BEGIN Extracted entries
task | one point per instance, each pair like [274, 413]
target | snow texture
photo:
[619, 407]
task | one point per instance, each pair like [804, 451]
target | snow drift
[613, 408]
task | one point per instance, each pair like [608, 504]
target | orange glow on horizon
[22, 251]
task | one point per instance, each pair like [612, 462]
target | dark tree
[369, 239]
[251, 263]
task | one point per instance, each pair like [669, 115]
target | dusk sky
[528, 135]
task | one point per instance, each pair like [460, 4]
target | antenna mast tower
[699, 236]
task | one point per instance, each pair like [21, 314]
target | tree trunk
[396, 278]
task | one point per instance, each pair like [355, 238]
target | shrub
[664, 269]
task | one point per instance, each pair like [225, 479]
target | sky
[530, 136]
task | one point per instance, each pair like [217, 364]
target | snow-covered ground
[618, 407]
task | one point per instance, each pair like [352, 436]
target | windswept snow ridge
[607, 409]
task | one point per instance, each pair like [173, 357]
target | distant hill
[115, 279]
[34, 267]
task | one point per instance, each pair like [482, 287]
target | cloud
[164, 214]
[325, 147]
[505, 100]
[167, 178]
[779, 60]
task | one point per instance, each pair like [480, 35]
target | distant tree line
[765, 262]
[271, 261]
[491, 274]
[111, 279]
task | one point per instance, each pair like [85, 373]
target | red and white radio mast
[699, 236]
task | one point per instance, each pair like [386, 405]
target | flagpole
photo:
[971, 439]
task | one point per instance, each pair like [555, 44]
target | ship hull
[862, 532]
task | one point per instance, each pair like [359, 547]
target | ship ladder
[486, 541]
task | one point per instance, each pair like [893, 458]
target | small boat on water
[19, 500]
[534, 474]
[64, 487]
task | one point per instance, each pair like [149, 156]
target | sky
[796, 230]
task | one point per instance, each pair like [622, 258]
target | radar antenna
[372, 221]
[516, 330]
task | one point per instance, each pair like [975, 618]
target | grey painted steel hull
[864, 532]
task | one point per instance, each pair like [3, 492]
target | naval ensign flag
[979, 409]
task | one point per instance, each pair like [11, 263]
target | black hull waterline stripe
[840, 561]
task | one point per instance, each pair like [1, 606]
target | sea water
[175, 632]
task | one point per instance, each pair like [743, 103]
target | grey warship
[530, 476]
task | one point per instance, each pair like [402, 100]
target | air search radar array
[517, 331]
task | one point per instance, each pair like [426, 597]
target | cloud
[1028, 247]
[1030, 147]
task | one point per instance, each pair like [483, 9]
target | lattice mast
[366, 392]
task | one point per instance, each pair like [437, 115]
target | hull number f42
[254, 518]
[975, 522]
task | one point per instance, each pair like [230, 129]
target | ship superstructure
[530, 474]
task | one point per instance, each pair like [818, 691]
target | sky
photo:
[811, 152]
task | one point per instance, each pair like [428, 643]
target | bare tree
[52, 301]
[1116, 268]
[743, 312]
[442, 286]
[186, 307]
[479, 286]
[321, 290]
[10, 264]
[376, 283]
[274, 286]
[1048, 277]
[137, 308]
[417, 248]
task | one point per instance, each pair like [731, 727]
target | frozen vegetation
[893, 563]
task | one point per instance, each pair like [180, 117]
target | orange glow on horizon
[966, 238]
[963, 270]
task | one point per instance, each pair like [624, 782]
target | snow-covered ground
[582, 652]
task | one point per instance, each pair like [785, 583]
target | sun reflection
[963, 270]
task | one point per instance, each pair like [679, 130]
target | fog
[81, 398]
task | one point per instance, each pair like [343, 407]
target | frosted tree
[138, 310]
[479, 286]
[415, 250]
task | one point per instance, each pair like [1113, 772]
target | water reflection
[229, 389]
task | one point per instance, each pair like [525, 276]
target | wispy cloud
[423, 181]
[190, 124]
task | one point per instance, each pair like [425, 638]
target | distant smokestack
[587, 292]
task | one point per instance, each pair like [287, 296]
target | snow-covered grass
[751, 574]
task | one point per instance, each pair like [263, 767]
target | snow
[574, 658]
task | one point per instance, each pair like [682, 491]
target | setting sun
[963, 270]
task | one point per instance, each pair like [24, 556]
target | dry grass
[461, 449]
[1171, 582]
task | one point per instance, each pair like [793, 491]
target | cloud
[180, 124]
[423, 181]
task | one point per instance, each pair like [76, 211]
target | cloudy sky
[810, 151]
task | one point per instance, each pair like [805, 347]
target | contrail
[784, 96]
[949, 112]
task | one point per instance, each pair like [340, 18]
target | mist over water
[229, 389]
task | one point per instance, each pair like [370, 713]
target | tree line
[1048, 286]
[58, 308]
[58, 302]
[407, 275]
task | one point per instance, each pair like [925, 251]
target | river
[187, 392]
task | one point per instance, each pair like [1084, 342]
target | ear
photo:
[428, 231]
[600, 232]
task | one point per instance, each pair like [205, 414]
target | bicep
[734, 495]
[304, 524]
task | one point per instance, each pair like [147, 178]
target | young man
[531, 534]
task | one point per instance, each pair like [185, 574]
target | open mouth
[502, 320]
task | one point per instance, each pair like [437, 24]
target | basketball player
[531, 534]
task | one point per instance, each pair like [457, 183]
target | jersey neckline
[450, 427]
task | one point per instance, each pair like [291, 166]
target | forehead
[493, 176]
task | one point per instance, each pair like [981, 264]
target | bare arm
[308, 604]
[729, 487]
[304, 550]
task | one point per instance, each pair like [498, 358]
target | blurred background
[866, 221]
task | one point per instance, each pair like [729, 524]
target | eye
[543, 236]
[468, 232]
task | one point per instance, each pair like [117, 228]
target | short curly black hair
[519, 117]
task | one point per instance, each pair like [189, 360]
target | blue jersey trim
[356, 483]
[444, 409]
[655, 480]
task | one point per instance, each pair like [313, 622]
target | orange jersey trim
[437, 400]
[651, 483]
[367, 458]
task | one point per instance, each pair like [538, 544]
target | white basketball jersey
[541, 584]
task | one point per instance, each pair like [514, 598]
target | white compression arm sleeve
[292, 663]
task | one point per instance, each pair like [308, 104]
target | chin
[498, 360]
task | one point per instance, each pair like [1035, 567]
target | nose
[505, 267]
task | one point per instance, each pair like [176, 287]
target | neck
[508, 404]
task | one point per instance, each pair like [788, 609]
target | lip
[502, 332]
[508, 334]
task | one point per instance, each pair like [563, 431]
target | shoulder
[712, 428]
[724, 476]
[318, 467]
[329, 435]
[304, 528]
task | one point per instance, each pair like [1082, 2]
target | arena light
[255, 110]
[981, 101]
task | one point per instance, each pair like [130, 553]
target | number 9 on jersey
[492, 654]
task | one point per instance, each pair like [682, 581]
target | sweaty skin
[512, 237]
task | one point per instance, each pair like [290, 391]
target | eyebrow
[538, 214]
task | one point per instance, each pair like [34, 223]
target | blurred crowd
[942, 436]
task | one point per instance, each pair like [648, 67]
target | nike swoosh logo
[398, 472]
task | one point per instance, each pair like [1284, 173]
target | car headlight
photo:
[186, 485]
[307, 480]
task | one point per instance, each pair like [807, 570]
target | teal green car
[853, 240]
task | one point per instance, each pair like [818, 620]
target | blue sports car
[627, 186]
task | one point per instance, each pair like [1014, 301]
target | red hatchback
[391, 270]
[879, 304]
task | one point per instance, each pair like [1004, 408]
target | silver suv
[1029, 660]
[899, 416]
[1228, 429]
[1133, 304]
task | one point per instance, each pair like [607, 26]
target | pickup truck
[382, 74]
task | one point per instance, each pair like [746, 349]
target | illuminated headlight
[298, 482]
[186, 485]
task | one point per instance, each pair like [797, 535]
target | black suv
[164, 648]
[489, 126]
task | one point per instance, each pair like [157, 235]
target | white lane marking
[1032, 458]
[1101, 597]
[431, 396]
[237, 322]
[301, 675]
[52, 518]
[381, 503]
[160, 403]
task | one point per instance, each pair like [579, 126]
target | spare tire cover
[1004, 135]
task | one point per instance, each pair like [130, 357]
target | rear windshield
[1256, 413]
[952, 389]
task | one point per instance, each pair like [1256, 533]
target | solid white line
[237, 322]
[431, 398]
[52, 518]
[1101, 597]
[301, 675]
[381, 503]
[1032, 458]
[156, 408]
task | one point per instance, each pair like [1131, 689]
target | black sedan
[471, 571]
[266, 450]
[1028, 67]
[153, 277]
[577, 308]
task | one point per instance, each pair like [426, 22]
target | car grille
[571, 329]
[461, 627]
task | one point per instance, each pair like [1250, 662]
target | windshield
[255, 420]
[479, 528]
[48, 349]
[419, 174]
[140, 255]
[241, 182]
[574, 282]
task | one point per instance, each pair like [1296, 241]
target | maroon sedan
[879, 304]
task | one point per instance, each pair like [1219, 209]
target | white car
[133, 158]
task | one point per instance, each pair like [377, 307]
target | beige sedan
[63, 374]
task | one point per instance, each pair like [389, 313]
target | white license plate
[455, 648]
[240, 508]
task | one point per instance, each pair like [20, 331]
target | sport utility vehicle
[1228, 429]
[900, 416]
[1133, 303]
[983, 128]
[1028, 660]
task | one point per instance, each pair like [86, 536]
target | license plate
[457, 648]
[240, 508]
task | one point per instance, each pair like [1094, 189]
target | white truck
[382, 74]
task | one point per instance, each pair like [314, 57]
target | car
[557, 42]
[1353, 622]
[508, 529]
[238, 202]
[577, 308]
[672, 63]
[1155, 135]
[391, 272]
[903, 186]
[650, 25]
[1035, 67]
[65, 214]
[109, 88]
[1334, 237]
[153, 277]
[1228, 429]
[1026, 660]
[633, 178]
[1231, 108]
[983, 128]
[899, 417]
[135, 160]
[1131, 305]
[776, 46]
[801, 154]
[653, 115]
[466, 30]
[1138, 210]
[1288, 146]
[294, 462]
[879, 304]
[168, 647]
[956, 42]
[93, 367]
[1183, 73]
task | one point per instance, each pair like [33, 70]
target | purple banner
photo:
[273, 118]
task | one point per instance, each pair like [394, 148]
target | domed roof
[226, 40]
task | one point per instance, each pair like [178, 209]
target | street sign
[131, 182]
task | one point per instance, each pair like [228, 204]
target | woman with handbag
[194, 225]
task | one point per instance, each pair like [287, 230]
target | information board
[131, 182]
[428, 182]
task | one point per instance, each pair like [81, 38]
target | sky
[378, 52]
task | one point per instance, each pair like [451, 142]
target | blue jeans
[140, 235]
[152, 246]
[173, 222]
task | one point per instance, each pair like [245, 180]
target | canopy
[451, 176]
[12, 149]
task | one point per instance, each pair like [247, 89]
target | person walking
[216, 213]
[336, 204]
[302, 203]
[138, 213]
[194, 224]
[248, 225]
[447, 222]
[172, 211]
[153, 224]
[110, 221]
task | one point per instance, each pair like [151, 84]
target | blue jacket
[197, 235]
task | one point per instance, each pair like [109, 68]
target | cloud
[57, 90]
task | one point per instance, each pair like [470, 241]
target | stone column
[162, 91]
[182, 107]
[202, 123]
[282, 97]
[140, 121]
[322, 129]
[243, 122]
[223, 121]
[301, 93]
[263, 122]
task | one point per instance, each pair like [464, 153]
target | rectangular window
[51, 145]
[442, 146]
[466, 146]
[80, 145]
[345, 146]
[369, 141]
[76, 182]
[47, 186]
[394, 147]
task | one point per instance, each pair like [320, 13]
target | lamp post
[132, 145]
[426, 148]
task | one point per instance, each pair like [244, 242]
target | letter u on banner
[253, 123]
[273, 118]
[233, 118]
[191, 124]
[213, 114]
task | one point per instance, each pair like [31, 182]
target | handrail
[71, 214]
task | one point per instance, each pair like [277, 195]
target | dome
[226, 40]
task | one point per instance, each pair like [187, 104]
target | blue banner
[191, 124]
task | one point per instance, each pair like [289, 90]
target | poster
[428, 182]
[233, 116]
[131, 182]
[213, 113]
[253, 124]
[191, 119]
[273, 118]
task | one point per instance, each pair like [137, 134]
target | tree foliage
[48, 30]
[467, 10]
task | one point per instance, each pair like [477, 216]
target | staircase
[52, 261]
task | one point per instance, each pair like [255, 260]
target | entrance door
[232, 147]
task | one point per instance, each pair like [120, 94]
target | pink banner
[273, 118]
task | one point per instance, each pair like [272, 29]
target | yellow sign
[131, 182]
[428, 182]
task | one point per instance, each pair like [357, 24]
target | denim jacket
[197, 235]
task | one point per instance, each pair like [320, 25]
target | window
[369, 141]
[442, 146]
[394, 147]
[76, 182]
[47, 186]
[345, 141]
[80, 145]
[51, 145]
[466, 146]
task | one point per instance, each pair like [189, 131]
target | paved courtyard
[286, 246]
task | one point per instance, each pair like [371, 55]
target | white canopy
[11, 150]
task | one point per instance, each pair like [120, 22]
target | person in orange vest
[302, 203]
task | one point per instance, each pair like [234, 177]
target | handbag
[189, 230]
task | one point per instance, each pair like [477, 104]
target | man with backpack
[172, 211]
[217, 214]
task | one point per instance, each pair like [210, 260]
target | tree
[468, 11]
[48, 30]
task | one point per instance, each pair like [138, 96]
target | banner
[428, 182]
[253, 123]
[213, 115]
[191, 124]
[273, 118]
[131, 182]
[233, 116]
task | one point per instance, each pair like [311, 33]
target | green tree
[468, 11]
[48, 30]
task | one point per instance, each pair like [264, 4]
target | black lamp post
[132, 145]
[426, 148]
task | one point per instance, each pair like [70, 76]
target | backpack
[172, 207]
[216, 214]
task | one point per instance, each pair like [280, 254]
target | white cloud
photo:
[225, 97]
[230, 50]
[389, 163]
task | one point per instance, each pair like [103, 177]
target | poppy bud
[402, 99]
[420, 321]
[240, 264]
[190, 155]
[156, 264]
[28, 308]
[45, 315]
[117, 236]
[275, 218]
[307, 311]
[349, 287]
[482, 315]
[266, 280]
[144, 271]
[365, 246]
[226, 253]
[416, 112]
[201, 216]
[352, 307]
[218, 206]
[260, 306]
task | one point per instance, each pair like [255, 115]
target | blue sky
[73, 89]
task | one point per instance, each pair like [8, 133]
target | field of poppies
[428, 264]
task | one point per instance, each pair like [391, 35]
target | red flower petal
END Extracted entries
The problem → Rewrite the rows starting at the line containing "task | one point per instance, each pair like [1284, 173]" and ending at the line containing "[1133, 304]", renaming "car" to "automobile" and leaving everything else unchanged.

Solution to this exercise →
task | one point per instance, each pair like [1284, 173]
target | automobile headlight
photo:
[186, 485]
[307, 480]
task | one point per instance, each pair like [807, 570]
target | teal green automobile
[853, 240]
task | one point per instance, each pair like [818, 620]
target | blue sports automobile
[627, 186]
task | one point per instance, each pair like [1014, 301]
target | red hatchback
[391, 270]
[879, 304]
task | one point per instance, each pair like [1004, 408]
target | silver suv
[1029, 660]
[899, 416]
[1228, 429]
[1133, 304]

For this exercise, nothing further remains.